Task: Please repeat all of the records, keeping every word unchanged.

Referring expression pointing data:
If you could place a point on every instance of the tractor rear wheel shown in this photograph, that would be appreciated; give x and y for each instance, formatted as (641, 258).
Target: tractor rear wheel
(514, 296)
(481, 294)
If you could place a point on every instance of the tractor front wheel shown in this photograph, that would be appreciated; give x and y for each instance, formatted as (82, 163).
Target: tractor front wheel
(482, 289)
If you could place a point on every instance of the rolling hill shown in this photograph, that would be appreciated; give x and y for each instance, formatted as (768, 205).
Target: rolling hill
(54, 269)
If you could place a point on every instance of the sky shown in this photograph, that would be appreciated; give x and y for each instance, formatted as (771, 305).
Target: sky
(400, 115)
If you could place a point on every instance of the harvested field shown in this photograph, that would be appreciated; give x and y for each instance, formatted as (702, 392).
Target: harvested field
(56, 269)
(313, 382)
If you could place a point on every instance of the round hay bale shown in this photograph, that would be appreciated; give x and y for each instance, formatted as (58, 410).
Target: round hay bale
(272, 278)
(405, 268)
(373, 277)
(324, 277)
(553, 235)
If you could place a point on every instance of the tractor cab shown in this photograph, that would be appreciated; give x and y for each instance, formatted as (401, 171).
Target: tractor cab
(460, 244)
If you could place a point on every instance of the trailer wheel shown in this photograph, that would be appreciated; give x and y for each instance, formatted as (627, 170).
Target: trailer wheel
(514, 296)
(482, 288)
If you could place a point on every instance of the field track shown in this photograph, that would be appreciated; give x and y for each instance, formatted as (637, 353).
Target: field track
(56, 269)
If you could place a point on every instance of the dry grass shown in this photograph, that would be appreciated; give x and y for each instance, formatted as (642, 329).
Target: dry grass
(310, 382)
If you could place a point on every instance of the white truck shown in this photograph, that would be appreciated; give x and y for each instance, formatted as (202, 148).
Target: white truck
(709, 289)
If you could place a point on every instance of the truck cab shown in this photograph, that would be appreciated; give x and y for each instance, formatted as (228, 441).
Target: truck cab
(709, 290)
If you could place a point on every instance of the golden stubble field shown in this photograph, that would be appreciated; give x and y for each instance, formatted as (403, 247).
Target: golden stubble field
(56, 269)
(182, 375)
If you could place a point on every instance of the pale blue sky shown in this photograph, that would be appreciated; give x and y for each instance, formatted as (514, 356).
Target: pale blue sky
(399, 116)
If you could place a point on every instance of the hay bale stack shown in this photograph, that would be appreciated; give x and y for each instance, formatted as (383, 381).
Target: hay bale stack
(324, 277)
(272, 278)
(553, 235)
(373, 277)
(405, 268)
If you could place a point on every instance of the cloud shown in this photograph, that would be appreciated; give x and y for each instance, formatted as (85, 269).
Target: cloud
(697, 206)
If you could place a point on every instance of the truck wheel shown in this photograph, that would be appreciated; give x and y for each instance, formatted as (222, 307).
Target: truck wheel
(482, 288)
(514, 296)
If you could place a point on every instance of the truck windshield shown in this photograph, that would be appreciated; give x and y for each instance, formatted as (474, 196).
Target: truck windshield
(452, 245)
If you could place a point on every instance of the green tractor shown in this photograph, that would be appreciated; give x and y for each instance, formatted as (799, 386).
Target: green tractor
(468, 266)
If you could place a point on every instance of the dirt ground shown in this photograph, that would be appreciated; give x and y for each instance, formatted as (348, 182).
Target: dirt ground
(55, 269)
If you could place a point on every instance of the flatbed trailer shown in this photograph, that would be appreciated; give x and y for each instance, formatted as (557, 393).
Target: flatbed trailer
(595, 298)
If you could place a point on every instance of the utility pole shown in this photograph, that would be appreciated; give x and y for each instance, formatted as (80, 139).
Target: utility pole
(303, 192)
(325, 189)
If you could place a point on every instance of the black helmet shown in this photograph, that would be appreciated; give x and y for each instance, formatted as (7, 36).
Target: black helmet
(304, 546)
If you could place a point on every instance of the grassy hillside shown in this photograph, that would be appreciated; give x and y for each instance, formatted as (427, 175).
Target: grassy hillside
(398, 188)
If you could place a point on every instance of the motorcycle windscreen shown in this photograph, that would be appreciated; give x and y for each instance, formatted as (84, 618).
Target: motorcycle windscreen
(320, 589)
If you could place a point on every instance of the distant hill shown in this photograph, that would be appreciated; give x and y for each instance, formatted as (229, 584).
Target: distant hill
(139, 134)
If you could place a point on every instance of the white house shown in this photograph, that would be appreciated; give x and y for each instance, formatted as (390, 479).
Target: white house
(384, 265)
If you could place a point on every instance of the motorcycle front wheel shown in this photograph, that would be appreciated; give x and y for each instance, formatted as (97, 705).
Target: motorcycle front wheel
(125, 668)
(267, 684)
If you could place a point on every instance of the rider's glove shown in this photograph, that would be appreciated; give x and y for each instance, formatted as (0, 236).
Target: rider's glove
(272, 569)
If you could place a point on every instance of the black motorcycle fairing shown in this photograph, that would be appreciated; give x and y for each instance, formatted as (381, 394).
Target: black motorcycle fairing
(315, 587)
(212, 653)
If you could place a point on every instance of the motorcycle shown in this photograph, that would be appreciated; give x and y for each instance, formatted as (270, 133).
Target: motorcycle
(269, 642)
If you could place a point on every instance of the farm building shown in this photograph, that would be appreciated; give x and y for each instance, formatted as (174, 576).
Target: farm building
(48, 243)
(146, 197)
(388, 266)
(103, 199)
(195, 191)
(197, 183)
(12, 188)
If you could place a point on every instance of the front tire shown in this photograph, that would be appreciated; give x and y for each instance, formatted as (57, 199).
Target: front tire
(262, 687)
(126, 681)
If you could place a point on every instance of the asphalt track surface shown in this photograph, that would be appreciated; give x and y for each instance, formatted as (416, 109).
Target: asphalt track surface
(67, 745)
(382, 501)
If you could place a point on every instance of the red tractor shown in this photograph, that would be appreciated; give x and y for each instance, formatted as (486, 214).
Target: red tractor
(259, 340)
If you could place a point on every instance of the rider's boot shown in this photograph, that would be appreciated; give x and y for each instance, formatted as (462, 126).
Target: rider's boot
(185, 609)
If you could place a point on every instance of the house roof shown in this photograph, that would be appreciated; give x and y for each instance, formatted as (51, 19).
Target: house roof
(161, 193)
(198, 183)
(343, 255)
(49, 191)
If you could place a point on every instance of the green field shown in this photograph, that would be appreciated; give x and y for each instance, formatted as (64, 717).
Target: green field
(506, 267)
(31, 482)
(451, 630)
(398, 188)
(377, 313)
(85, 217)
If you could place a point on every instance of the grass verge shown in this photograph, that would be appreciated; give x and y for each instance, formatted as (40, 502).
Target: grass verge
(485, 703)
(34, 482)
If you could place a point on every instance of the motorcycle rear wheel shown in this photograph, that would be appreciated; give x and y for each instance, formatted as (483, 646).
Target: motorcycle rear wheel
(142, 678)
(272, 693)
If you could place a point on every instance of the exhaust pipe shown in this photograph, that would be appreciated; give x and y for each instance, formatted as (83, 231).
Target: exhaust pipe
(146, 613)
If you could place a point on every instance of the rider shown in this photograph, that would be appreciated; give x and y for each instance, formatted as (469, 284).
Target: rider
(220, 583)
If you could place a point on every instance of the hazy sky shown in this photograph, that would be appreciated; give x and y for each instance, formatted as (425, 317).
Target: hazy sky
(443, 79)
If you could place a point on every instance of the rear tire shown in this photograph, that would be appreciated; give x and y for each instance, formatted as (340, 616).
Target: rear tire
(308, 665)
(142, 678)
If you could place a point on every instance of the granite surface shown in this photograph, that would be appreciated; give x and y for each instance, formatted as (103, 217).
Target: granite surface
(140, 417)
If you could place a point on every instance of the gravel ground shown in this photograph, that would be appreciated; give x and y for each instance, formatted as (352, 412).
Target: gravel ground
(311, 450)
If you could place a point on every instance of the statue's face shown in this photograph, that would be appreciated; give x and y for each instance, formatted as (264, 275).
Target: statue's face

Completed exercise:
If you could place a point on every instance of the tractor rear wheel shown in this photograph, that would be appreciated; give x and y for each instance, formatted as (641, 258).
Target: tractor rear wheel
(514, 296)
(481, 294)
If you could place a point on every instance of the tractor front wheel shown in this photograph, that would be appreciated; give x and y for each instance, formatted as (82, 163).
Target: tractor front wheel
(482, 289)
If you could place a point on every instance of the rolling hill shown in this photograph, that would be appreciated; give x and y for each instance, formatted as (768, 205).
Target: rolling hill
(54, 269)
If you could place a point on every instance of the sky shown in this photograph, that would be appreciated; give x and y for each instance, formatted as (771, 305).
Target: sky
(400, 115)
If you could place a point on every instance of the harvested field shown in this photograph, that would be appreciated; give x and y for each instance, formatted as (702, 392).
Target: harvested field
(56, 269)
(313, 382)
If you could place a point on every instance of the round hay bale shown in this photograph, that would be appreciated; give x and y for each instance, formatted as (58, 410).
Target: round hay bale
(272, 278)
(405, 268)
(373, 277)
(324, 277)
(553, 235)
If you could place a point on every instance of the tractor cab shown in this photograph, that would be appreciated; give x and y for each instance, formatted as (401, 171).
Target: tractor cab
(460, 244)
If you could place a point on every instance of the trailer wheel shown in this photograph, that would be appreciated; give x and y for each instance, formatted as (627, 170).
Target: trailer wheel
(514, 296)
(482, 288)
If you could place a point on every instance of the field track shown in this photograph, that would be appreciated; give x and y for each instance, formatted as (637, 353).
Target: field track
(56, 269)
If you could place a point on every instance of the dry grass shown in this photograph, that would be appreciated; give x and y for each instance, formatted as (642, 329).
Target: dry grass
(310, 382)
If you could place a point on every instance of the white truck shown in this photograph, that would be appreciated; give x and y for each instance, formatted as (202, 148).
Target: white truck
(709, 289)
If you could place a point on every instance of the truck cab shown in this photograph, that would be appreciated; give x and y for each instance, formatted as (228, 441).
Target: truck cab
(709, 290)
If you could place a point on every instance of the golden stubble field shown in this photograph, that would be appreciated; give x and y for each instance, formatted as (403, 247).
Target: golden stubble field
(56, 269)
(182, 375)
If you could place a point on every instance of the pale blue sky shown in this photograph, that would be appreciated; give x and y for each instance, formatted as (514, 356).
Target: pale blue sky
(399, 116)
If you could place a point on every instance of the hay bale stack shown in this photograph, that would be appreciated; give x and y for each instance, formatted as (383, 381).
Target: hay bale stack
(324, 277)
(272, 278)
(553, 235)
(373, 277)
(405, 268)
If you could place a point on every instance of the cloud shown in this photograph, that would be appreciated; give x and y for each instance, formatted as (85, 269).
Target: cloud
(697, 206)
If you could place a point on every instance of the truck wheel shown in this photograph, that would be appreciated; give x and y for each instance, formatted as (222, 307).
Target: truck wheel
(482, 288)
(514, 296)
If you could place a point on every instance of the truck windshield shown in this photograph, that would be appreciated; give x and y for each instance, formatted as (474, 196).
Target: truck windshield
(452, 245)
If you could place a point on every instance of the green tractor shown in this photograph, that would be appreciated; give x and y for each instance, formatted as (799, 386).
Target: green tractor
(468, 266)
If you could place a point on every instance of the dirt ground shown in this photograph, that would be appreciated; give x and y for each instance, formatted as (348, 182).
Target: dirt ground
(55, 269)
If you could place a point on every instance of the flatbed trailer shown in this photograph, that would be appreciated; give x and y for each instance, formatted as (557, 393).
Target: flatbed trailer
(595, 298)
If you could place a point on every instance of the utility pole shown in this photograph, that would be appreciated; give x and y for each instance, formatted as (80, 139).
Target: utility pole
(303, 192)
(325, 189)
If you could place a point on every instance of the black helmet shown in this photograph, that would be appreciated; give x and y for each instance, formatted as (7, 36).
Target: black helmet
(304, 546)
If you could place a point on every instance of the grassy hillside shown in this photograph, that would be appreciated; give x and y for each instance, formatted as (427, 175).
Target: grassy hillside
(398, 188)
If you could place a point on every instance of the motorcycle windscreen shown in this photograph, that would be appreciated; give x and y for each instance, formatted as (84, 618).
Target: motorcycle windscreen
(320, 589)
If you could place a point on every instance of the distant hill shown in this photograph, that would be appreciated; give x and y for each instance, formatted as (229, 584).
Target: distant hill
(139, 134)
If you could place a point on every instance of the white house shown in this photograph, that would be appreciated; give x and y for each instance, formatted as (390, 479).
Target: white house
(384, 265)
If you could place a point on every instance of the motorcycle front wheel shown in this photograph, that would be appreciated; give x and y for each instance, formatted as (97, 705).
Target: motorcycle front wheel
(125, 668)
(267, 684)
If you could place a point on every instance of the rider's glove shown in this photograph, that would be appreciated; give x and y for each instance, formatted as (0, 236).
Target: rider's glove
(272, 569)
If you could place a point on every instance of the black motorcycle fairing shown in this photograph, that would be appreciated; give x and y for each instance, formatted as (381, 394).
Target: black motorcycle fairing
(315, 587)
(212, 653)
If you could place a point on every instance of the motorcycle shown in this photograph, that would be appreciated; give x and y for each instance, formatted as (270, 133).
Target: motorcycle
(269, 642)
If you could place a point on every instance of the farm building shown in this photograph, that would be appreciated; give x and y for each instance, formatted as (174, 576).
Target: farm building
(48, 243)
(146, 197)
(388, 266)
(103, 199)
(195, 191)
(197, 183)
(12, 188)
If you could place a point on every instance of the front tire shown in this photograph, that would be appreciated; give x and y for each instance, formatted as (57, 199).
Target: front tire
(262, 687)
(126, 681)
If you could place a point on every instance of the asphalt track surface shown in this photograph, that would be appreciated; give x and y for each instance, formatted as (416, 109).
Target: asphalt track surface
(67, 745)
(382, 501)
If you could place a point on every instance of the red tractor shown in this photograph, that would be appreciated; give x and y for each instance, formatted as (486, 214).
Target: red tractor
(259, 340)
If you could place a point on every instance of the rider's boot shown in this photograph, that would be appreciated; give x and y for each instance, formatted as (462, 126).
Target: rider's boot
(185, 609)
If you could place a point on every instance of the house roof shown in this photograph, that would be appreciated; give x and y for each instance, formatted as (51, 19).
Target: house roof
(161, 193)
(198, 183)
(343, 255)
(49, 191)
If you could place a point on every instance of the green field shown in this photograph, that would be appreciated; give x and y for each instance, formatted as (64, 717).
Target: green field
(506, 267)
(31, 482)
(451, 630)
(398, 188)
(377, 313)
(85, 217)
If you could place a point on every instance of the grass verge shown in this photograph, that would be appreciated; give x and y for each instance, formatted as (40, 502).
Target: grass verge
(485, 703)
(34, 482)
If you could place a point on every instance of the motorcycle rear wheel shown in this photograph, that would be appreciated; give x and y for each instance, formatted as (483, 646).
Target: motorcycle rear wheel
(142, 678)
(272, 693)
If you could place a point on every instance of the exhaust pipe shown in this photograph, that would be appreciated; give x and y for each instance, formatted as (83, 231).
Target: exhaust pipe
(146, 613)
If you could place a point on every instance of the rider shown in this photograph, that would be appreciated; give x and y for each instance, formatted as (469, 284).
Target: rider
(220, 583)
If you could place a point on every instance of the hazy sky shown in this photograph, that would be appreciated; give x and y for each instance, formatted as (425, 317).
Target: hazy sky
(443, 79)
If you could place a point on every instance of the rear tire shown in this photograph, that would be appreciated; give x and y for each instance, formatted as (340, 616).
Target: rear tire
(308, 665)
(142, 678)
If you could place a point on every instance of the granite surface shown in this photograph, that would be appreciated; give x and y for each instance, formatted as (103, 217).
Target: granite surface
(140, 417)
If you could place a point on every instance of the gravel ground shown in this photograph, that would be appreciated; give x and y for each instance, formatted as (352, 412).
Target: gravel ground
(311, 450)
If you could place a point on every instance of the statue's face shown in this photograph, that would be appreciated; give x and y for each instance, formatted as (264, 275).
Target: statue's face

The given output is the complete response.